**What is expected:**
Lay out the part of the records below that opens with the line containing "compact like (118,74)." and runs through the end of the records as a JSON list of strings, one string per line, with blank lines left out.

**Stored dataset items:**
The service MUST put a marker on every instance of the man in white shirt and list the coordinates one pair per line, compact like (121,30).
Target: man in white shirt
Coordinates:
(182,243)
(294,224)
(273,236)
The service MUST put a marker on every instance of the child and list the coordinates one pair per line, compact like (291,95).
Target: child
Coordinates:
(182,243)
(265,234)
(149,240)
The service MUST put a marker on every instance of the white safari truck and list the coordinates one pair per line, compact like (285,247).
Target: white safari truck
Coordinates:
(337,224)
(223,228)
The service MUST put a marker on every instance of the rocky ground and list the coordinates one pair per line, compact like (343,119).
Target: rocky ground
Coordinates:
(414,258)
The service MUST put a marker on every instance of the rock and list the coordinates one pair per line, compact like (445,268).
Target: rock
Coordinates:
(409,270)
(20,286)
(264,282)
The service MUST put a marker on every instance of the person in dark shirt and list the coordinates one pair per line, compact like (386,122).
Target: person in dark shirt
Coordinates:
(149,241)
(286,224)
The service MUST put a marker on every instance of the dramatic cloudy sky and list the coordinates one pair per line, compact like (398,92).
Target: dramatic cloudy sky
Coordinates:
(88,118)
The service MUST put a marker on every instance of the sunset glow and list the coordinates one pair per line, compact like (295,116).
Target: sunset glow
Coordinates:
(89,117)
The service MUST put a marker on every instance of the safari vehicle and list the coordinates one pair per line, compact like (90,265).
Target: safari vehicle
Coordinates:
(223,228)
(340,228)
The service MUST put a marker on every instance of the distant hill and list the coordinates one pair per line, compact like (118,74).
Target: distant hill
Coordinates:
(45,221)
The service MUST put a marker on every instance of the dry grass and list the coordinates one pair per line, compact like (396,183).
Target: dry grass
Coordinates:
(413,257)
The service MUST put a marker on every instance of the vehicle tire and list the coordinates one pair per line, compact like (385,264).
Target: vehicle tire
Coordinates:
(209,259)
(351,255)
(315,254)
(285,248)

**Output of the task:**
[
  "The service MUST put a marker on every instance of the distant hill and list the coordinates one pair per line, compact like (118,74).",
  "Target: distant hill",
  "Coordinates:",
  "(45,221)",
  "The service MUST put a marker on every instance of the dry grass and list the coordinates one pair per line, compact like (396,183).",
  "Target: dry grass",
  "Coordinates:",
  "(413,257)",
  "The service MUST put a marker on every instance of the vehicle tire and list the coordinates one pair per line, compact like (385,264).",
  "Target: vehicle tire",
  "Coordinates:",
  "(209,259)",
  "(351,255)",
  "(315,254)",
  "(285,248)"
]